Canadian animal rights activist

Christopher Robert Porter (born September 27, 1970) is a Canadian political activist and was the biggest buyer and seller of dolphins in the world.

He was the leader of the small Canadian Action Party between 2010 and 2012 and was a candidate in the federal by-election in Toronto—Danforth. He lost the election to New Democratic Party candidate Craig Scott. Porter received 75 votes.

From 2003 to 2009 he sold 83 dolphins around the world. In late 2009, he stated that he was leaving the dolphin-export business to become an environmental activist. In March 2010, Porter said that he had decided to release his last 17 dolphins back into the wild however the majority were not released, and died in captivity.

==Past work==
During the 1990s, Porter worked at Sealand of the Pacific, where he trained Tilikum the killer whale. Later, he worked at the Vancouver Aquarium where he was the head trainer. He was a consultant for Italy's national aquarium, Aquarium of Genoa, prior to his work in the Solomon Islands. During 2005 he created the world's first open ocean dive program with sea lions in Curaçao, Netherlands Antilles.

==Dolphin resort and export business==
In 2003 Porter established a resort business to be funded by dolphin exports in the Solomon Islands where he leased Gavutu Island, a World War II Japanese seaplane base. In 2005, Dave Phillips, executive director of the Earth Island Institute described Porter's captures of dolphins as 'horrific' and the 'worst instance of capture for dolphin trafficking in the world'. Campaigners in 2005 sought to free dolphins held at the resort run by Porter, describing them as "depressed". Porter's associate replied that the claims were lies and government health inspections had assessed the animals as being free from disease and infection.

==Free the Pod==
In 2010, Porter started the 'Free the Pod' campaign, aiming to release captive dolphins back into the wild. He has said he was "disillusioned with the industry", due to the death of trainer Dawn Brancheau in an incident with Tillikum and the documentary The Cove. Dave Phillips and Earth Island Institute accepted Porter's invitation to join with him for Free the Pod, which was featured in Animal Planet's Blood Dolphin$ series.

Material provided:
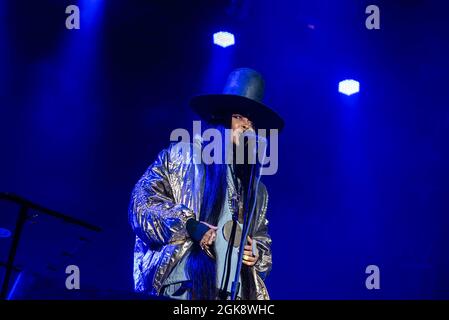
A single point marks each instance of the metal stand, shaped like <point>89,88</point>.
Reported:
<point>26,205</point>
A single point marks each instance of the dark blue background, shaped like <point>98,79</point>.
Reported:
<point>362,179</point>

Work order: Could you carry the text about Christopher Porter, the dolphin dealer turned activist, on from its final sentence?

Final answer:
==Electoral results==

v; t; e; Canadian federal by-election, March 19, 2012: Toronto—Danforth Death of Jack Layton
| Party | Candidate | Votes | % | ±% | Expenditures |
|  | New Democratic | Craig Scott | 19,210 | 59.44 | −1.36 | $ 82,847.22 |
|  | Liberal | Grant Gordon | 9,215 | 28.51 | +10.89 | 86,016.54 |
|  | Conservative | Andrew Keyes | 1,736 | 5.37 | −8.95 | 73,735.56 |
|  | Green | Adriana Mugnatto-Hamu | 1,517 | 4.69 | −1.77 | 57,955.38 |
|  | Progressive Canadian | Dorian Baxter | 208 | 0.64 | – | 1,473.73 |
|  | Libertarian | John C. Recker | 133 | 0.41 | – | 2,433.05 |
|  | Independent | Leslie Bory | 77 | 0.24 | – | 898.69 |
|  | Canadian Action | Christopher Porter | 75 | 0.23 | – | 3,163.57 |
|  | Independent | John Turmel | 57 | 0.18 | – | – |
|  | United | Brian Jedan | 55 | 0.17 | – | 130.18 |
|  | Independent | Bahman Yazdanfar | 36 | 0.11 | – | 622.86 |
| Total valid votes/expense limit |  |  | 32,319 | 100.00 |  | $ 86,821.95 |
| Total rejected ballots |  |  | 150 | 0.46 | −0.13 |
| Turnout |  |  | 32,469 | 43.58 | −21.32 |
|  | New Democratic hold |  | Swing |  | −6.13 |
Source(s) "By-election March 19, 2012 – Official Voting Results". Elections Canada. Retrieved October 29, 2014. "Financial Reports: Candidate's Electoral Campaign Return – March 19, 2012 By-election". Retrieved October 29, 2014.